» **Written task**
Repeat the listing word for word. No pictures belong in the copy.
-------- Source data
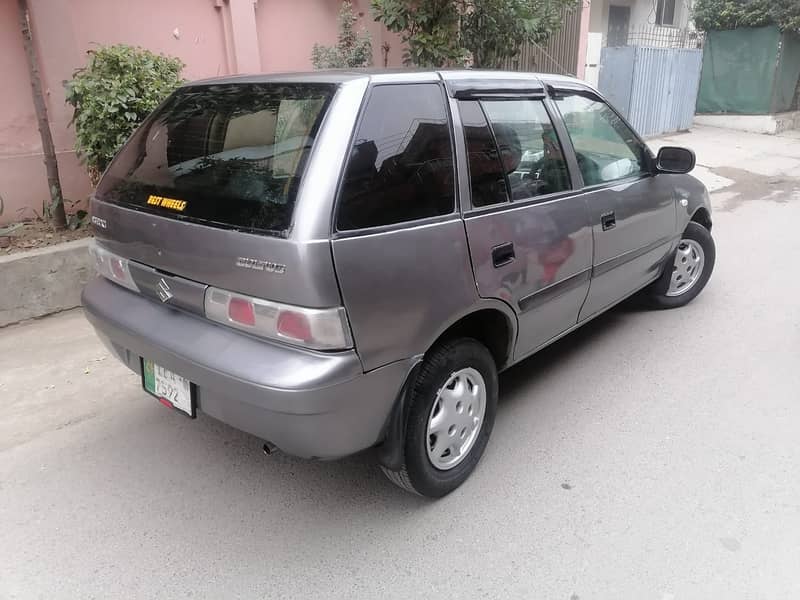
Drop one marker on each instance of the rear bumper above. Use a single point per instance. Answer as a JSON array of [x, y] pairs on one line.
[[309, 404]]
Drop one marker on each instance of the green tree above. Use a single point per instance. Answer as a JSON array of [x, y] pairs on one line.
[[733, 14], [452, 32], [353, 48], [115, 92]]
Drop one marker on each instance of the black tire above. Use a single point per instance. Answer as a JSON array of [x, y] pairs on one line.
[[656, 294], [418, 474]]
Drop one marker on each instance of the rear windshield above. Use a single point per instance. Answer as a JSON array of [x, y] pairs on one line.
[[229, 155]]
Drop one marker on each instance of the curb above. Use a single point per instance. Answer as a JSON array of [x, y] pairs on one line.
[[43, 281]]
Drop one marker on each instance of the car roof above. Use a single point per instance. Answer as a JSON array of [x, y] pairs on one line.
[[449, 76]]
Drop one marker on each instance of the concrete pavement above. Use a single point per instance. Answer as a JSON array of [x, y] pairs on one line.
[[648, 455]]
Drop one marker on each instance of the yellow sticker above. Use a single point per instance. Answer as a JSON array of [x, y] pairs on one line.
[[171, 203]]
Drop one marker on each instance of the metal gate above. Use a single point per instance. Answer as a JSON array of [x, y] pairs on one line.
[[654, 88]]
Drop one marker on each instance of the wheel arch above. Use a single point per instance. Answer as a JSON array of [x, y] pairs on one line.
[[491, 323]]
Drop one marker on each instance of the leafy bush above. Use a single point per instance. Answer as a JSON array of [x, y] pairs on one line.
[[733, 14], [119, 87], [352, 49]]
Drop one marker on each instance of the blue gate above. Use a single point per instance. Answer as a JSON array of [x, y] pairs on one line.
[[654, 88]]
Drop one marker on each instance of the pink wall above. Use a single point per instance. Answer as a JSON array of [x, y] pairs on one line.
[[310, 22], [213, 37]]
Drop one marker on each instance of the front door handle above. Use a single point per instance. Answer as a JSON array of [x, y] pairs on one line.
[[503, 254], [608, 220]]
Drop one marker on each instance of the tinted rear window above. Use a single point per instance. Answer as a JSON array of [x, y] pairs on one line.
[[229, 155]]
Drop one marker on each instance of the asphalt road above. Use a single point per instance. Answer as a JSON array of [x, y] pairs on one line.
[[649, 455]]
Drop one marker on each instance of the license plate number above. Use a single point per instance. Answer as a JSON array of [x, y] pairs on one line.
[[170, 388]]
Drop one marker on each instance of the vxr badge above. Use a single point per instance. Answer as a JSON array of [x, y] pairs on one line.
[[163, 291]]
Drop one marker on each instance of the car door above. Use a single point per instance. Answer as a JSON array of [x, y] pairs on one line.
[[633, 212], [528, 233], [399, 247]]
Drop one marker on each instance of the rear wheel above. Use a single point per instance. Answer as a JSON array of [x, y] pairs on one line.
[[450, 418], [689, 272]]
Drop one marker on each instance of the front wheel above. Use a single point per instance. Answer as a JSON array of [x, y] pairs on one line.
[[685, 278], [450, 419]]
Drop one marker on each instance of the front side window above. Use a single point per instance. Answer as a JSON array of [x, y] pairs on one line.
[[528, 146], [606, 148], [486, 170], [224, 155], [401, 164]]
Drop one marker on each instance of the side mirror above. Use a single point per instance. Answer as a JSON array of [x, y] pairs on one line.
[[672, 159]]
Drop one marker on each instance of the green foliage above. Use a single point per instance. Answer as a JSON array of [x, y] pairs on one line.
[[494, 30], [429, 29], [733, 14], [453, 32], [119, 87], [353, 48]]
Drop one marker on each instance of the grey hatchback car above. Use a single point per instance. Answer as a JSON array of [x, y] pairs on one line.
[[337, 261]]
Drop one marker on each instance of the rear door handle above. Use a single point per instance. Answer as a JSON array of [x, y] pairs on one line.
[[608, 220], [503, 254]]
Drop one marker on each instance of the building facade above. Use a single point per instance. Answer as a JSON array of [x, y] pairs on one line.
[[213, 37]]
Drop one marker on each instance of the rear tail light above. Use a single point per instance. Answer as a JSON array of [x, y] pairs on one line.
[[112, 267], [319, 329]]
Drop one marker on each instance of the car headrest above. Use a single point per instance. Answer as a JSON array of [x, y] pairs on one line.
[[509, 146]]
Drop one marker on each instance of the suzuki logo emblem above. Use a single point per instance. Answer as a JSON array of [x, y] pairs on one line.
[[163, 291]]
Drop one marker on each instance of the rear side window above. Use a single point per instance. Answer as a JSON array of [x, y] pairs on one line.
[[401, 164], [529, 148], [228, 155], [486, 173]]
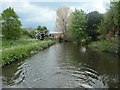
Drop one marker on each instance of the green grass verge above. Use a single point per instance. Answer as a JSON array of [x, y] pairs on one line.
----------------
» **Exercise response**
Drop one marker on each instance of the rear bumper above. Use a single point per instance. Answer as a JSON array of [x, y] pairs on one line.
[[309, 404]]
Drop one marker on each instance of the green tree above. Use a single point per instance. Answer as a JSON array of [x, y] pairs on one line.
[[733, 14], [452, 32], [353, 48], [115, 92]]
Drop one marker on each instance of the black tire above. Use a single point per instance. Answer as a JSON array of [x, y] pairs on one line.
[[656, 294], [418, 474]]
Drop one marker on each instance of the rear windshield above. Use a single point per instance. Answer as a JSON array of [x, y] pairs on one line.
[[229, 155]]
Drop one marker on each instance of the curb above. Use a single point per instance. Answer as a JSON array of [x, y] pairs on one line.
[[43, 281]]
Drop one marker on each instance of the car roof above. Use a single point per instance. Answer as a JSON array of [x, y] pairs on one line.
[[449, 76]]
Drop one marker on each instance of the concrete pavement above. Use a single point per instance. Answer as a JSON array of [x, y] pairs on one line.
[[648, 455]]
Drop one marker on each instance of the yellow sticker above. Use a single point per instance. Answer as a JSON array of [x, y] pairs on one line.
[[171, 203]]
Drop one marker on each instance of the metal gate above. Use a single point per instance. Answer as a JSON array of [x, y] pairs on one line.
[[654, 88]]
Drop one marker on each instance of the wheel arch above. Use a single point per instance. Answer as a JSON array of [x, y] pairs on one line.
[[491, 323]]
Drop one marker on each instance of the leafy bush above. Use a single point per instance. Answer as a JSON array of [x, y] pairs on one line.
[[733, 14], [119, 87], [352, 49]]
Drop one marker on each instance of the blue gate above. Use a single point per instance. Answer as a JSON array of [x, y] pairs on one line.
[[654, 88]]
Drop one marker on each instance of the pink wall above. Use a single point per instance. Answer as a JSON array of [x, y] pairs on one line.
[[310, 22], [213, 37]]
Drop one marker on each instance of the front door handle above. Use a single point per instance. Answer as a JSON array of [x, y] pairs on one line.
[[503, 254], [608, 220]]
Drop one marker on each instance of the tinted rear window above. Use a single point per instance. Answer as a JSON array of [x, y] pairs on one line.
[[229, 155]]
Drop one marker on each instance of the asphalt road above. Use a single point per instance. Answer as a JSON array of [x, y] pairs on one line.
[[649, 455]]
Drop one marker on each instance of the license plate number above. Use a single point per instance. Answer as a JSON array of [x, y] pairs on one line.
[[170, 388]]
Drop one marker on each instance of the vxr badge above. Use a single point per instance. Answer as a JSON array of [x, y] pairs on one line.
[[163, 291]]
Drop one marker on each instance of the car door above. Use a single point per instance. Answer as a JSON array of [x, y] pairs on one line.
[[633, 212], [528, 233], [399, 247]]
Drop one marker on each instance of the rear wheel above. Use a single point per instance. Answer as a JSON array of [x, y] pairs on one line.
[[450, 418], [689, 272]]
Drop one marker on each instance of the front wheel above. Use a single point per instance. Answer as a JSON array of [x, y] pairs on one line.
[[685, 278], [450, 419]]
Drop one marker on each instance of the front side window above. Use a single point per instance. Answer as a JSON array of [x, y] pairs on one line.
[[528, 146], [606, 148], [486, 170], [224, 155], [401, 164]]
Drop one marker on each instance of the side mirror above. Use a single point per instance. Answer as a JSON array of [x, y] pairs on one line.
[[672, 159]]
Drop one marker on each instance of the green foliage above. Use a single point per instance. Answer as a JSON array of [x, y] pairs on one line.
[[494, 30], [429, 29], [733, 14], [453, 32], [119, 87], [353, 48]]
Drop one marker on each instance of the grey hatchback car above. Use a single point per instance. Answer as a JSON array of [x, y] pairs on one line.
[[337, 261]]
Drop one marker on each instance of the rear door handle above. Use a single point per instance. Answer as a JSON array of [x, y] pairs on one line.
[[608, 220], [503, 254]]
Drop one marker on each instance of the building facade above. Use a single point per instance. Answer as a JSON array of [x, y] pairs on one line.
[[213, 37]]
Drop one marker on each instance of the rear tail light above. Use a single point per instance. Answer as a JSON array of [x, y] pairs on one line.
[[112, 267], [319, 329]]
Drop one marker on each instance of the car headrest above. Use a single point per instance. Answer as a JSON array of [x, y] pairs on one line.
[[509, 146]]
Drop one marker on each instance of the suzuki logo emblem above. Use a single point per instance. Answer as a JSON array of [x, y] pairs on one line.
[[163, 291]]
Drop one marker on each instance of the rear side window above. Use a single point per instance. Answer as a JSON array of [x, y] pairs on one line.
[[401, 164], [529, 148], [228, 155], [486, 173]]
Drop one marker on each instance of the green grass verge above. Use a single point per instance. Answer as a JSON array of [x, y] pairs on one line.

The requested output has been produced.